Records for the exercise Start Marker

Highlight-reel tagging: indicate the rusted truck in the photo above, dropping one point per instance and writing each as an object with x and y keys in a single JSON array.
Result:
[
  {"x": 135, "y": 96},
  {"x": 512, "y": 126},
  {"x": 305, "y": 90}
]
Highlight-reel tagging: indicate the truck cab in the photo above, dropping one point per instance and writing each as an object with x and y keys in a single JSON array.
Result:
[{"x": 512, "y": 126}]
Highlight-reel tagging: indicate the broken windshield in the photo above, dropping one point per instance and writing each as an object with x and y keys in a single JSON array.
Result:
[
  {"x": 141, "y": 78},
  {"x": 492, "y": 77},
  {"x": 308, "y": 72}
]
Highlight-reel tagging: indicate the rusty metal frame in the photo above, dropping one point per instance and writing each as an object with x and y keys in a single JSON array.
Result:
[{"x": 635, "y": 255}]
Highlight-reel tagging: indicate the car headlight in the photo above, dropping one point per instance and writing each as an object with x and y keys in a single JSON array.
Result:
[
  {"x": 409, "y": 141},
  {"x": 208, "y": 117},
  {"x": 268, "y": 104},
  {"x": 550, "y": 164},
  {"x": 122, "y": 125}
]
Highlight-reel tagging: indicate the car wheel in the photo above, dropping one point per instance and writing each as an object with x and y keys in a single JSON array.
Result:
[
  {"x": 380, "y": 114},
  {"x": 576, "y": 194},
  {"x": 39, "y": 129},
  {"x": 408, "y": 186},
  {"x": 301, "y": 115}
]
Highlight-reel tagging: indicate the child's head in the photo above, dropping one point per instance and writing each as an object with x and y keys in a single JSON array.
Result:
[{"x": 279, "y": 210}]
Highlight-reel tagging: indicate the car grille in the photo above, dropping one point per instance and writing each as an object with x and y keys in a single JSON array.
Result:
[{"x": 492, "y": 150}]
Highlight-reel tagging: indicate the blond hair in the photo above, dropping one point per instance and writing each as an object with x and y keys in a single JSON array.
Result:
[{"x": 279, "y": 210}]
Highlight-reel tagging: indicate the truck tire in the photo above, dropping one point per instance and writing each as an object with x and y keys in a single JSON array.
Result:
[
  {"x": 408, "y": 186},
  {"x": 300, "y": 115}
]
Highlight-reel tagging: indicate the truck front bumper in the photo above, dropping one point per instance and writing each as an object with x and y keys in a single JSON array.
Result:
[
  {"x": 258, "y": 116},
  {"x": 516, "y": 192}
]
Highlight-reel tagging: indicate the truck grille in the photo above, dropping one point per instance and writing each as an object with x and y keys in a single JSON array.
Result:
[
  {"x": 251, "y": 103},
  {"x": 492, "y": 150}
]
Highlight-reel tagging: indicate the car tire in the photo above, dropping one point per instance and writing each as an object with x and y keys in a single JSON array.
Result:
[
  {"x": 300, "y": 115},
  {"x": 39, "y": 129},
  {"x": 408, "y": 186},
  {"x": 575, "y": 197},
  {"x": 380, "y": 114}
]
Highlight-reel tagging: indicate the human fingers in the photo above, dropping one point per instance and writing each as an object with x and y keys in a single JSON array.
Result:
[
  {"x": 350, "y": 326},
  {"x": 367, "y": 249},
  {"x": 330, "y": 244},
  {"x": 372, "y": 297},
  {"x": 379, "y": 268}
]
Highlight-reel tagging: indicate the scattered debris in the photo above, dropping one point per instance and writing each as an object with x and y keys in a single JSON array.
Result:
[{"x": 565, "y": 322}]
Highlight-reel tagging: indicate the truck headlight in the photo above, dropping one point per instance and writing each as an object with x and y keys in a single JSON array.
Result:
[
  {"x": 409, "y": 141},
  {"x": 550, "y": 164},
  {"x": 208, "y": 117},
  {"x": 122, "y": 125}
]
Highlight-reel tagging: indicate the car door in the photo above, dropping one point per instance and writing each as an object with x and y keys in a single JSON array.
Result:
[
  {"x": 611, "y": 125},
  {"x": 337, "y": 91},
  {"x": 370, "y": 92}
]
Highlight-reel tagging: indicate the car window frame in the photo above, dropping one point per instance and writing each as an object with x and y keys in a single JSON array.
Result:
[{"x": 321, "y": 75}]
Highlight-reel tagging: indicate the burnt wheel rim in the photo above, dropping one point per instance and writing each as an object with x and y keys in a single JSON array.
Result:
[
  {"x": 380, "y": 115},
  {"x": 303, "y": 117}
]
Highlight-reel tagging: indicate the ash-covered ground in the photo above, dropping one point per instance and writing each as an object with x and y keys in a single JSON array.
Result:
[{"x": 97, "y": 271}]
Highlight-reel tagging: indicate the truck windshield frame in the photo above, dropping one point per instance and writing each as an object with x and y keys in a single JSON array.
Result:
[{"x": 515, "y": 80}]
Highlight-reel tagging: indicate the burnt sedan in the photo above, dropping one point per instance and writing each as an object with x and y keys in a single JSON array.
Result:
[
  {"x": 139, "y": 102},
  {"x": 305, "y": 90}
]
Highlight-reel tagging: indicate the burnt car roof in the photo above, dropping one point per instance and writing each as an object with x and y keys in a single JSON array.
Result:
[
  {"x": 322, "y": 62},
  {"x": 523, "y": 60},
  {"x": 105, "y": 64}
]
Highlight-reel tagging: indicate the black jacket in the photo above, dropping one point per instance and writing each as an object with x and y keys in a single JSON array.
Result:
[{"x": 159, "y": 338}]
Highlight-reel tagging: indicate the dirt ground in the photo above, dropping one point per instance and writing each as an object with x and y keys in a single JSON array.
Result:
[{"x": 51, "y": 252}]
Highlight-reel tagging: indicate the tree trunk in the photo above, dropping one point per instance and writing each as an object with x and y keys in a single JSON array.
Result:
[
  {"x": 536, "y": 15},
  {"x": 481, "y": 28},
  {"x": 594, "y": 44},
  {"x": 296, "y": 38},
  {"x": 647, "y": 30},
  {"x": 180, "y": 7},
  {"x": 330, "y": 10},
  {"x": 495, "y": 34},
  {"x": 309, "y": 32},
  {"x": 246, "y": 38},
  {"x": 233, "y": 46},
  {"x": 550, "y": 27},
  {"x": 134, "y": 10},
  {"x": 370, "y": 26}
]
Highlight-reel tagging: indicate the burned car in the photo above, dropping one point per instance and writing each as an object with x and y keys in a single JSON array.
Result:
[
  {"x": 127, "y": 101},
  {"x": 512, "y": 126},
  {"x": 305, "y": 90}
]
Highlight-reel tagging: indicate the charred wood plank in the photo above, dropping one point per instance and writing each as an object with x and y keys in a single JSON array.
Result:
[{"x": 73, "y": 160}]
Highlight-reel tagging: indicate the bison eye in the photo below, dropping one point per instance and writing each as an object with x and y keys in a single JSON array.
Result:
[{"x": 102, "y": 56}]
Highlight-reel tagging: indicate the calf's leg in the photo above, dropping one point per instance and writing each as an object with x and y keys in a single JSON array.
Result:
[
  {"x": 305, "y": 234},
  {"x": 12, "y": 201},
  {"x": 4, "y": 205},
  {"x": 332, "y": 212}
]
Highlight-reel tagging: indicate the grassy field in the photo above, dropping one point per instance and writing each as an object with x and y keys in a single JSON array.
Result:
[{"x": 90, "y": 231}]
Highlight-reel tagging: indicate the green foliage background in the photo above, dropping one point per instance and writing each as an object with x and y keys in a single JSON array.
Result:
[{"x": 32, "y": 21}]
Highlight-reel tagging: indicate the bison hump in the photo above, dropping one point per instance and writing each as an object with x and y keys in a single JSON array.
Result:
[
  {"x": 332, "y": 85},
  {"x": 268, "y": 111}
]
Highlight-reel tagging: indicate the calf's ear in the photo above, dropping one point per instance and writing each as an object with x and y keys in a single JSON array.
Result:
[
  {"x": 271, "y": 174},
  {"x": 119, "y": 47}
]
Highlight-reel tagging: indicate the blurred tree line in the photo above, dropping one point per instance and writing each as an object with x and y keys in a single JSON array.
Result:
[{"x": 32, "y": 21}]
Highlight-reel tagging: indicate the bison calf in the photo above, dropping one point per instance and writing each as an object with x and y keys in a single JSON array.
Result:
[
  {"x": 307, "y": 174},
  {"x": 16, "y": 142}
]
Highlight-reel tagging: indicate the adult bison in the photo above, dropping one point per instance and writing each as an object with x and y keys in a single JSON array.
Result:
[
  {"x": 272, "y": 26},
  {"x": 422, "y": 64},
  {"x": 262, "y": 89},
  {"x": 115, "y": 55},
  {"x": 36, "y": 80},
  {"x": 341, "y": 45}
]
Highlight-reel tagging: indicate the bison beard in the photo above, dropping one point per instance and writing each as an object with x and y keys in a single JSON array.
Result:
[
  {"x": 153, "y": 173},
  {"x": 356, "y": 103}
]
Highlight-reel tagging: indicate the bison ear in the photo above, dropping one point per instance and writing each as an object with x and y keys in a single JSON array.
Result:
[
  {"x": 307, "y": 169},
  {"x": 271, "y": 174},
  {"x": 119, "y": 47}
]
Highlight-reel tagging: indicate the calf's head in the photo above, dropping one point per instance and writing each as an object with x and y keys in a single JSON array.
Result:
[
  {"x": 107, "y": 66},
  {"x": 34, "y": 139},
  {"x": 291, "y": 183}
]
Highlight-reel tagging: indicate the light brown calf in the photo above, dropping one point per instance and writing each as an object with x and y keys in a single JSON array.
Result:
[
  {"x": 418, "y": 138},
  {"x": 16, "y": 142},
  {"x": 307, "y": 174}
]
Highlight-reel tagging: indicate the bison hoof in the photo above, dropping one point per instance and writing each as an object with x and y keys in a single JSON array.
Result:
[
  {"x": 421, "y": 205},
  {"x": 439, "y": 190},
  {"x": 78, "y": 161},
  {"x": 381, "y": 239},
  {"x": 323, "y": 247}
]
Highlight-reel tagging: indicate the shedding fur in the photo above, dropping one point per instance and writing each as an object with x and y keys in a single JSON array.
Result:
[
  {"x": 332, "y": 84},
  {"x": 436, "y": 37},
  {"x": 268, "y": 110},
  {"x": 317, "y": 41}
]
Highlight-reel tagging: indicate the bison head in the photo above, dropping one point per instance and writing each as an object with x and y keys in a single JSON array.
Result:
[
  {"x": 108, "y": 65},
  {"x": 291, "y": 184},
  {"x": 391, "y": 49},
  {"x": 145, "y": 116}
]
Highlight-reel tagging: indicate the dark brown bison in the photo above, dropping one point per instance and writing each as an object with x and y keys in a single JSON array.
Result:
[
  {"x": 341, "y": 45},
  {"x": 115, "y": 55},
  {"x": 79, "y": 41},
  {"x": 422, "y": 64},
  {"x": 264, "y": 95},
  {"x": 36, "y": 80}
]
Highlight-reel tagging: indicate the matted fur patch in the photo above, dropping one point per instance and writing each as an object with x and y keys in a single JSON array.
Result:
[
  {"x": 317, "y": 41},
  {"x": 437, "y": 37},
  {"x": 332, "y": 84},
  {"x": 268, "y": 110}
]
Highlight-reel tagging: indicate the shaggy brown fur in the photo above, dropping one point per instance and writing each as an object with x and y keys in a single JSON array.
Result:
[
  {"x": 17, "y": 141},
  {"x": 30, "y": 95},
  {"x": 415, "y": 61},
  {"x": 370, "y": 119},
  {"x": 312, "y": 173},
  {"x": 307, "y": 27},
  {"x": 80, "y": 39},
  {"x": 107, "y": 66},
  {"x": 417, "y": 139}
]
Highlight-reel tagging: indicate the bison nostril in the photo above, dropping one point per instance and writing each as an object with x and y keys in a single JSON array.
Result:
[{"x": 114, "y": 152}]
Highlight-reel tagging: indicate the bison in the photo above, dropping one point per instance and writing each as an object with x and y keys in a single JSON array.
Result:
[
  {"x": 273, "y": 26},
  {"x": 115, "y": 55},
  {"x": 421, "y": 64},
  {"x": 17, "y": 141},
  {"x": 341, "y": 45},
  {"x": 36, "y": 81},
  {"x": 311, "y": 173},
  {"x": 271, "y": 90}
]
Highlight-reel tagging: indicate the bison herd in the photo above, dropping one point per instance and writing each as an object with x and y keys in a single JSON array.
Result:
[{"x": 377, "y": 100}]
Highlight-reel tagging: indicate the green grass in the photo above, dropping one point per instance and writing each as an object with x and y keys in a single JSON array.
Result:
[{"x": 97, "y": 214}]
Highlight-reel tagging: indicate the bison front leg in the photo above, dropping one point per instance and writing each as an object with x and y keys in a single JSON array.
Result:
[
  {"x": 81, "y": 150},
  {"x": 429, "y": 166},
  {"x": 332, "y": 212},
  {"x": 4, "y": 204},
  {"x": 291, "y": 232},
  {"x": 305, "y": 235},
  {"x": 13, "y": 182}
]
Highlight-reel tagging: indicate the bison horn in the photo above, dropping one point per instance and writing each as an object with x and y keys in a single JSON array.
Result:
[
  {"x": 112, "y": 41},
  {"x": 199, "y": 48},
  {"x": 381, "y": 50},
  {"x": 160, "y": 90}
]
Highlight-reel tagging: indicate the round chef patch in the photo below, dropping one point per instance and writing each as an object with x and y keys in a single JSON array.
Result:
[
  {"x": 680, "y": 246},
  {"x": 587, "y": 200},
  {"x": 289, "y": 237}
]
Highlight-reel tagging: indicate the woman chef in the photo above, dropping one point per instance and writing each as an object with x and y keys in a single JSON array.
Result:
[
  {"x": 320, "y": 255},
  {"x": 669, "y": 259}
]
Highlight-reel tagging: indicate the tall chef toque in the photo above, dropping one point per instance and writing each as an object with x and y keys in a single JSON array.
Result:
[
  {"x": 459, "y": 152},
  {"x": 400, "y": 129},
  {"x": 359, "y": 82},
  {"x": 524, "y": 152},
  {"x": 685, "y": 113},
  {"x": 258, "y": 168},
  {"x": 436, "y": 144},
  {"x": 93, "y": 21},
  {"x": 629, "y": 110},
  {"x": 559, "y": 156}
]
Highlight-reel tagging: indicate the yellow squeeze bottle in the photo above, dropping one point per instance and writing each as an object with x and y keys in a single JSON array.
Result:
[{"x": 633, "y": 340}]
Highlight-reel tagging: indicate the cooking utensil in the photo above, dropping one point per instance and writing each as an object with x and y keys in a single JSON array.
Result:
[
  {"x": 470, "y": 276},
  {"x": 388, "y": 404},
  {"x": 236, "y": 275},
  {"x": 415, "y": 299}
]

Records for the exercise End Marker

#### Aim of the exercise
Pull out every line of the entries that includes the word "below".

#### Solved exercise
Highlight-reel tagging: indicate the bison eye in the photo below, dropping one point per instance and writing each as an object with x and y keys in a single JSON array.
Highlight-reel tagging: indicate the round chef patch in the photo below, dropping one point per instance and writing each as an object with x and y keys in a single JSON array.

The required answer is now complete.